## DATA PROVIDED
☆ ☆ ☆ ☆ ☆

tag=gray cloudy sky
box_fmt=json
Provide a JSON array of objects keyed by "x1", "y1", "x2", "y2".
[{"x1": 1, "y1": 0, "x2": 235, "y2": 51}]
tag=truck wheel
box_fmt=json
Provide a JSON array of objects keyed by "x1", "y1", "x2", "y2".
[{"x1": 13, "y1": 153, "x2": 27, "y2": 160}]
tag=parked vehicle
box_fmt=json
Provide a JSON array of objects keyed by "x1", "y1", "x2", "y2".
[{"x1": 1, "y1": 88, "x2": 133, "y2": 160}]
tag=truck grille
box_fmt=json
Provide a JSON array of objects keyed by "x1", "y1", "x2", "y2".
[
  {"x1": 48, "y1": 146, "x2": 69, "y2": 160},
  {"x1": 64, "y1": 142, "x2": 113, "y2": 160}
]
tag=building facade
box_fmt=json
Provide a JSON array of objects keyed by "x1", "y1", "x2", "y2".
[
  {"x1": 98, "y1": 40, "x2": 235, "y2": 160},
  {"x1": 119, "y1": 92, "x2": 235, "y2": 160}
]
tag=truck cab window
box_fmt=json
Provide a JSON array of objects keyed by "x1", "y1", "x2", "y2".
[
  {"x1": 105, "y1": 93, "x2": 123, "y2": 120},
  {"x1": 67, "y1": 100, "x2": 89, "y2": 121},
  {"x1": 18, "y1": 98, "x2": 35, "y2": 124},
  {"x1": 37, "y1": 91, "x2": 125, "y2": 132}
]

☆ ☆ ☆ ☆ ☆

## EXERCISE OBJECTIVE
The records must be given again in full, exactly as they were written.

## ANSWER TO THIS EXERCISE
tag=gray cloudy sky
box_fmt=json
Provide a JSON array of objects keyed by "x1", "y1", "x2", "y2".
[{"x1": 1, "y1": 0, "x2": 235, "y2": 51}]
tag=truck wheel
box_fmt=json
Provide a JSON array of objects keyed by "x1", "y1", "x2", "y2".
[{"x1": 13, "y1": 153, "x2": 27, "y2": 160}]
tag=parked vehicle
box_fmt=json
Provide a JSON array of objects keyed by "x1", "y1", "x2", "y2".
[{"x1": 1, "y1": 88, "x2": 133, "y2": 160}]
tag=truck grille
box_fmt=json
Provide a JSON array of objects keyed by "x1", "y1", "x2", "y2".
[
  {"x1": 48, "y1": 146, "x2": 69, "y2": 160},
  {"x1": 64, "y1": 142, "x2": 113, "y2": 160}
]
tag=building facade
box_fmt=json
Provide a JSON array of objects keyed by "x1", "y1", "x2", "y2".
[
  {"x1": 98, "y1": 40, "x2": 235, "y2": 160},
  {"x1": 119, "y1": 92, "x2": 235, "y2": 160}
]
tag=truck cab window
box_fmt=json
Provide a JSON array of objects keyed by "x1", "y1", "x2", "y2".
[
  {"x1": 105, "y1": 93, "x2": 123, "y2": 120},
  {"x1": 67, "y1": 100, "x2": 89, "y2": 121},
  {"x1": 18, "y1": 98, "x2": 35, "y2": 124},
  {"x1": 37, "y1": 91, "x2": 125, "y2": 132}
]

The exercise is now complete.